SUPPLIED PASSAGE.

After completing his prison term, Hai remained in detention while authorities investigated new anti-state charges related specifically to his online journalism. On September 24, 2012, a criminal court sentenced Hai to 12 years in prison and five years’ house arrest under Article 88 of the penal code, a vague law that bars “conducting propaganda” against the state. An appellate court upheld his sentence on December 28, 2012.

Hai was an outspoken commentator on his political blog Dieu Cay (The Peasant’s Pipe) and on the website of the unsanctioned Free Journalists Club, which he co-founded with two other bloggers. (Co-founders Phan Thanh Hai and Ta Phong Tan were also tried and convicted in September 2012.)

Several of Hai’s blog entries had touched on politically sensitive issues, including national protests against China, Vietnam’s sovereignty dispute with China over the nearby Spratly and Paracel islands, and government corruption.

Court President Nguyen Phi Long said in his verdict that Hai and the other two bloggers had “abused the popularity of the Internet to post articles which undermined and blackened Vietnam’s (leaders), criticizing the (Communist) party (and) destroying people’s trust in the state,” according to an Agence France-Presse report.

The one-day trial was plagued with procedural irregularities, according to the Observatory for the Protection of Human Rights Defenders, a joint reporting program of international human rights groups. The observatory reported that the court cut off the microphone when Hai spoke to defend himself and that his lawyer was barred from calling any witnesses.

Hai has been frequently moved between far-flung prison facilities without his family being told. In February 2013, he was transferred from northern Binh Duong province’s Bo La prison to southern Ba Ria-Vung Tau province’s Xuyen Moc prison camp. On April 26, 2013, he was transferred again to central Nghe An province’s Thanh Chuong District Prison No. 6. The frequent moves have limited his family’s ability to deliver essential medicines for his declining health, including symptoms related to hypertension.

On June 23, 2013, Hai began waging a hunger strike after prison authorities tried to force him to sign an admission of guilt for the anti-state offenses for which he was convicted. He was placed in solitary confinement when he refused to sign the confession. His family said he was barely recognizable and could not walk or talk during a five-minute prison visit on July 20, 2013. He ended his strike on July 27, 2013, after the highest government prosecutor’s office agreed to investigate a petition he filed about alleged widespread prison abuses, according to Radio Free Asia.

Hai was bestowed CPJ’s International Press Freedom Award in 2013.

DATASET ENTRIES.
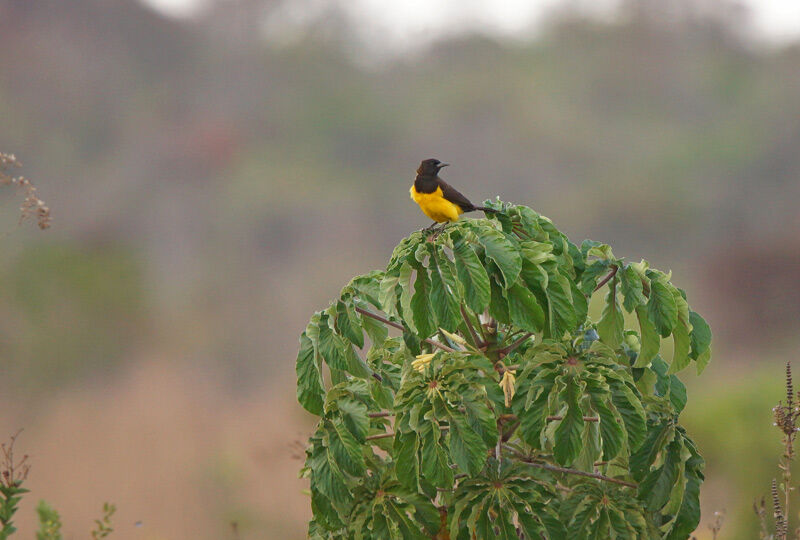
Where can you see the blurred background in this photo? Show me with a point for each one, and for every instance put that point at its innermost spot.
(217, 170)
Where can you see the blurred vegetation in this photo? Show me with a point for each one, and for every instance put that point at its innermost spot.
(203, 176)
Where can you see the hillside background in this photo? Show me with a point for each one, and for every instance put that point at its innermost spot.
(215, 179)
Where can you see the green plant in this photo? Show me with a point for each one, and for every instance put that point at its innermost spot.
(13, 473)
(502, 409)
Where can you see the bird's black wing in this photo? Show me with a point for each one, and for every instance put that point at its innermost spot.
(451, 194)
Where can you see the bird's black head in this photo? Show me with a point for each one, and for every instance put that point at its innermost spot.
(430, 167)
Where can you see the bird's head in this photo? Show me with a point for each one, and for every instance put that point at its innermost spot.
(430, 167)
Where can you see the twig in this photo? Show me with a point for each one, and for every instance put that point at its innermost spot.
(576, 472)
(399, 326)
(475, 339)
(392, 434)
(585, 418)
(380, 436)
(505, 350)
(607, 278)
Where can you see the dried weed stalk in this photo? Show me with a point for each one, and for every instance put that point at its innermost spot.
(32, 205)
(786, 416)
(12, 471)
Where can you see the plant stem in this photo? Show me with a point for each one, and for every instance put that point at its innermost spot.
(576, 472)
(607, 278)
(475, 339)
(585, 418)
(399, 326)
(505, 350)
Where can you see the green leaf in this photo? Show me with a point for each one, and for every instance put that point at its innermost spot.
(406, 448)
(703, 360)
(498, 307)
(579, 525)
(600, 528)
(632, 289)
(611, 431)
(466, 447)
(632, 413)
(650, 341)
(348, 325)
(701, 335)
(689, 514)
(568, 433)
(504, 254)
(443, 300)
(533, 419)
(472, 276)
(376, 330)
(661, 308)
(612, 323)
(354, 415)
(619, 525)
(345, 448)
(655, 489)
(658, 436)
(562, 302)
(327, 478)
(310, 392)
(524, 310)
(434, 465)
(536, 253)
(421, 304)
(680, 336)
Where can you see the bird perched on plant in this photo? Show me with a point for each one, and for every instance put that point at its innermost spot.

==

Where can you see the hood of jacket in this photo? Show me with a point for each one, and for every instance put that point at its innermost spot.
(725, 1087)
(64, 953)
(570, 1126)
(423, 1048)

WHAT IS NEEDED.
Answer these questions using the passage on Hai:
1. Under which article of the penal code was Hai sentenced?
2. To which prison was Hai transferred on April 26, 2013?
3. On what date did Hai end his hunger strike?

OUTPUT OF THE EXERCISE.
1. Article 88
2. Thanh Chuong District Prison No. 6, in central Nghe An province
3. July 27, 2013